*Record excerpts*
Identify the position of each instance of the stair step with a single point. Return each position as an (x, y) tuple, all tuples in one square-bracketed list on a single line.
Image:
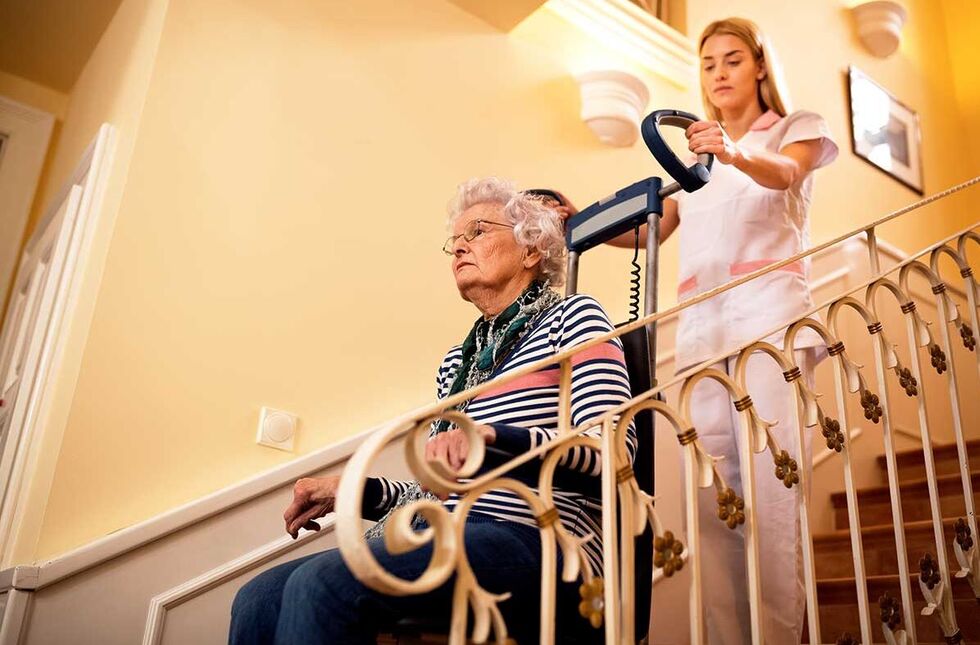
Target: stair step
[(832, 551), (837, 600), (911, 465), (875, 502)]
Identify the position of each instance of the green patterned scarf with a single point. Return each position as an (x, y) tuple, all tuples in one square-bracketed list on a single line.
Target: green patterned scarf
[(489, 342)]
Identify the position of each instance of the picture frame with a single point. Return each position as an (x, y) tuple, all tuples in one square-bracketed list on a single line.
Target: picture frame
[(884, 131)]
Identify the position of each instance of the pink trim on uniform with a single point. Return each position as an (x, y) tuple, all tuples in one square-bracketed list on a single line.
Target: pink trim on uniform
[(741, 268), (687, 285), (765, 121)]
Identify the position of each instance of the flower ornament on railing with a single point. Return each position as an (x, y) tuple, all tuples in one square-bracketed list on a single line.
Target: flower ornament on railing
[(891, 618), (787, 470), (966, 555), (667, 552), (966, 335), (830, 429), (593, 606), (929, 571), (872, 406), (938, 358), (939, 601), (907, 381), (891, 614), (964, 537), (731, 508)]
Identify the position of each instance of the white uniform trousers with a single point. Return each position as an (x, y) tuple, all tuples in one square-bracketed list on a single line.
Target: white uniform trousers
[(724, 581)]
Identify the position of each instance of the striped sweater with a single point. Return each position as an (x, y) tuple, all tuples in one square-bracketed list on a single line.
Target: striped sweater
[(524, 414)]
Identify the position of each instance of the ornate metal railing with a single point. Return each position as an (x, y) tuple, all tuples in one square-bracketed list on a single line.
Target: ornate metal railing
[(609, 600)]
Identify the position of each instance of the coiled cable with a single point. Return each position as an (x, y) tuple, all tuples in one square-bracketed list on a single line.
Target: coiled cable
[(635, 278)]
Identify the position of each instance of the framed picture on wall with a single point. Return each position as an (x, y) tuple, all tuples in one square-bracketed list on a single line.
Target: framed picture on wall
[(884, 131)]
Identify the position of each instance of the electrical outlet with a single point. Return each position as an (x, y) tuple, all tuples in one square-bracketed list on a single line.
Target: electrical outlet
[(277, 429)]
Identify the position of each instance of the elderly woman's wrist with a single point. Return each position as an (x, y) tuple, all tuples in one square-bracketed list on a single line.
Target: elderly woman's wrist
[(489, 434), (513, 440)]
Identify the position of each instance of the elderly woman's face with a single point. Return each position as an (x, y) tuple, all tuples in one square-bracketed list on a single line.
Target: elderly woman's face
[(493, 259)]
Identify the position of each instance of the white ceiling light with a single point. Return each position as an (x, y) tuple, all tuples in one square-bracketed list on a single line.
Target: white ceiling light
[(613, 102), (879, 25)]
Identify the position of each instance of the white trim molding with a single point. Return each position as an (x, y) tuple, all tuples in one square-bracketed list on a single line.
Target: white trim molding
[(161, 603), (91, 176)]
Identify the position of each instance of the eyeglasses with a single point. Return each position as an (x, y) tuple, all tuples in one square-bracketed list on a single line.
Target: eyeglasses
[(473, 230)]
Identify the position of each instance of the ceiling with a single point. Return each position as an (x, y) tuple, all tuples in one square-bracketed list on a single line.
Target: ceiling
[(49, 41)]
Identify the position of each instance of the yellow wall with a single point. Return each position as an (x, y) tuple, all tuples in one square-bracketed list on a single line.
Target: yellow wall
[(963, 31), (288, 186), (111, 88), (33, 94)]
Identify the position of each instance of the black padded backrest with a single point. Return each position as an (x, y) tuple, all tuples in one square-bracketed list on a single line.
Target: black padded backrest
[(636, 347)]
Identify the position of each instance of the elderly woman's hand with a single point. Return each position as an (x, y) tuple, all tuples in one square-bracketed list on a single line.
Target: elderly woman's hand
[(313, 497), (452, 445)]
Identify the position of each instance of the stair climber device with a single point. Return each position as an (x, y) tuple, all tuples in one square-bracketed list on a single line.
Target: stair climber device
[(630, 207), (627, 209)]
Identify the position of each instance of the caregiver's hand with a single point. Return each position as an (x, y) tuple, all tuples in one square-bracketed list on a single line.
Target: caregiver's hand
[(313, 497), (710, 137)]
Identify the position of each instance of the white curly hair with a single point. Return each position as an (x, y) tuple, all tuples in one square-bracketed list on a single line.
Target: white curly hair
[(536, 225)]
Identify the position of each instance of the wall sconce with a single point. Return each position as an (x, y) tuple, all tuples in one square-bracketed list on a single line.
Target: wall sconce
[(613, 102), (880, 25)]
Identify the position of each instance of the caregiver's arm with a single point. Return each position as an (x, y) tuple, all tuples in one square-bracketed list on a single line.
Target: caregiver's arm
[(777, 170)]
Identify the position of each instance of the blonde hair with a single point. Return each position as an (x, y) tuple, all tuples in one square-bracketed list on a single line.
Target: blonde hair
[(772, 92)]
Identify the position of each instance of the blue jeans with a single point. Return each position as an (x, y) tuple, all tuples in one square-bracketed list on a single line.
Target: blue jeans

*Problem to work on*
Return each line exactly as written. Any picture gets left out.

*Response*
Identify the position of each instance of the stair step with a single point. Return each position as an (x, y) tuple, all tuples in one square-bracketed list on a single line.
Image:
Target: stair step
[(832, 551), (837, 600), (911, 465), (875, 502)]
Identify the position of each instance of the green patterned scarf with a single point. Return each position as an (x, y) tuple, all tuples in one square-bracketed list on a single line.
Target: green patterned scarf
[(489, 342)]
Identify the position of each instance of the picture frame with a single point. Return each position as an (x, y) tuple, all tuples in one square-bracketed list on a single line.
Target: picture frame
[(884, 131)]
Identify the position of each instance of the pink trim on uniform with a single point. Return each position as an (x, y) tuple, all tuples in one square-bracketed list on a single line.
Target: pink trim on uniform
[(741, 268), (687, 285), (765, 121)]
Identify the position of each instance of the flower ornament on railing with a single point. Return each position as an (x, y) tuple, all tuples in one square-bracketed list on a single line.
Target: flower ornament on railing
[(891, 618), (787, 470), (966, 555), (667, 552), (966, 335), (830, 429), (593, 606), (929, 571), (872, 406), (938, 358), (939, 601), (907, 381), (891, 614), (964, 537), (731, 508)]
Identify the position of each instance of the white uniform trousers with a single point. Return each position as an (x, y) tuple, all tuples in one square-bracketed list on a single line.
Target: white uniform trousers
[(724, 581)]
Identify the position of each instance of the striped sweater with a single point. Return each position as an (x, y) tuple, all tuples in one square-bracketed list on a single line.
Target: striped sweater
[(524, 414)]
Identify the position of each instance of the ornate metal railing with a single point. Return each position as an (x, y) tuple, all tuples in one square-bracketed list on a single line.
Target: ornate metal railing
[(609, 600)]
Identify the position of each instance of the coiled cable with a single point. Return each position as an (x, y) tuple, all tuples in one square-bracketed list on a single line.
Target: coiled cable
[(635, 278)]
Identify the position of each instance of the framed picture on wall with a single point. Return each position as an (x, y) tuple, all tuples in one square-bracketed list on a single line.
Target: framed picture on wall
[(884, 131)]
Identify the position of each instance of the electrical outlet with a single point. Return each position as an (x, y) tuple, all tuples in one square-bracketed list on a single line.
Target: electrical outlet
[(277, 429)]
Identify the position of each instance of the elderly woman's wrist with a single point. Return each position as an (x, y) tuple, all tuples in one square-bracketed list on a single line.
Target: elderly woman's wrist
[(489, 434), (513, 440)]
Identify the position of each instance of the elderly woman's face with a single point. Return each position as an (x, y) tuple, all tuples in one square-bracketed list on a single line.
Target: elderly woman's face
[(493, 259)]
Identify the position of each instance of the white ceiling light with a single point. Return each position as an (x, y) tuple, all tuples in one square-bracketed list on a single line.
Target: white ceiling light
[(613, 102), (879, 25)]
Identify the position of each instance of the white trim molding with a single point. Return each position as an (x, y) tuple, all tuples in one square-bracketed list on a single line.
Target: white trim molding
[(161, 603), (91, 176)]
Identify the position of each instance of the eyeglasses with a single point. Return each position as an (x, y) tuple, all tuples in one square-bracketed list on a single line.
Target: eyeglasses
[(473, 230)]
Identify the position of each instance of the ceiling with a single point. Return each position as an (x, y) tuple, all tuples in one square-bracketed list on a single line.
Target: ceiling
[(49, 41)]
Identify the position of each instance of the yellow wall with a single point. Return each position as an (x, y) tuple, all tuples in one square-bracketed list on a single line.
Target: yellow wall
[(963, 31), (288, 186), (111, 88), (33, 94)]
Identify the position of each instance of the black padded backrest with a single point. Return each position as an (x, y) tuple, all tuples in one square-bracketed list on a single line.
Target: black padded backrest
[(636, 347)]
Identify the position of each instance of the elderly woman's hand with a single point. Return each position as an (x, y) tuple, all tuples in one square-bracketed list on a single line.
Target: elderly woman's hand
[(313, 497), (452, 445)]
Identify the position of each instance of the stair climber device with a single point. Return each position as an (x, y) tuple, all tuples in one square-bracketed list on a single line.
Target: stair climber device
[(630, 207), (627, 209)]
Identify the position of each instance of the caregiver's hand with a single point. Return each position as an (x, y) tuple, all tuples in one square-bracketed list on a single line.
Target: caregiver's hand
[(313, 497), (710, 137)]
Identify the position of each instance of the white curly hair with a single point. Return each position as an (x, y) tuple, all tuples in one square-bracketed list on a single line.
Target: white curly hair
[(536, 225)]
Identify the position of each instance of the wall sconce with a single point. Return each position as an (x, y) tuple, all tuples in one square-bracketed list on a single line.
Target: wall sconce
[(613, 102), (880, 25)]
Identify the position of each instance of the caregiver's arm with a single point. Return each position as an (x, y) tuple, all tuples in one square-bracketed list on a single line.
Target: caregiver's arm
[(777, 170)]
Identify the position of each instance of the blonde hair with a single point. Return each position as an (x, y) tuple, all tuples in one square-bracketed list on a single line.
Target: blonde hair
[(772, 92)]
Identify the position of each instance of the blue jeans with a single point. Return each position as an (x, y) tuple, all tuples in one square-bracketed list on a single line.
Target: blue jeans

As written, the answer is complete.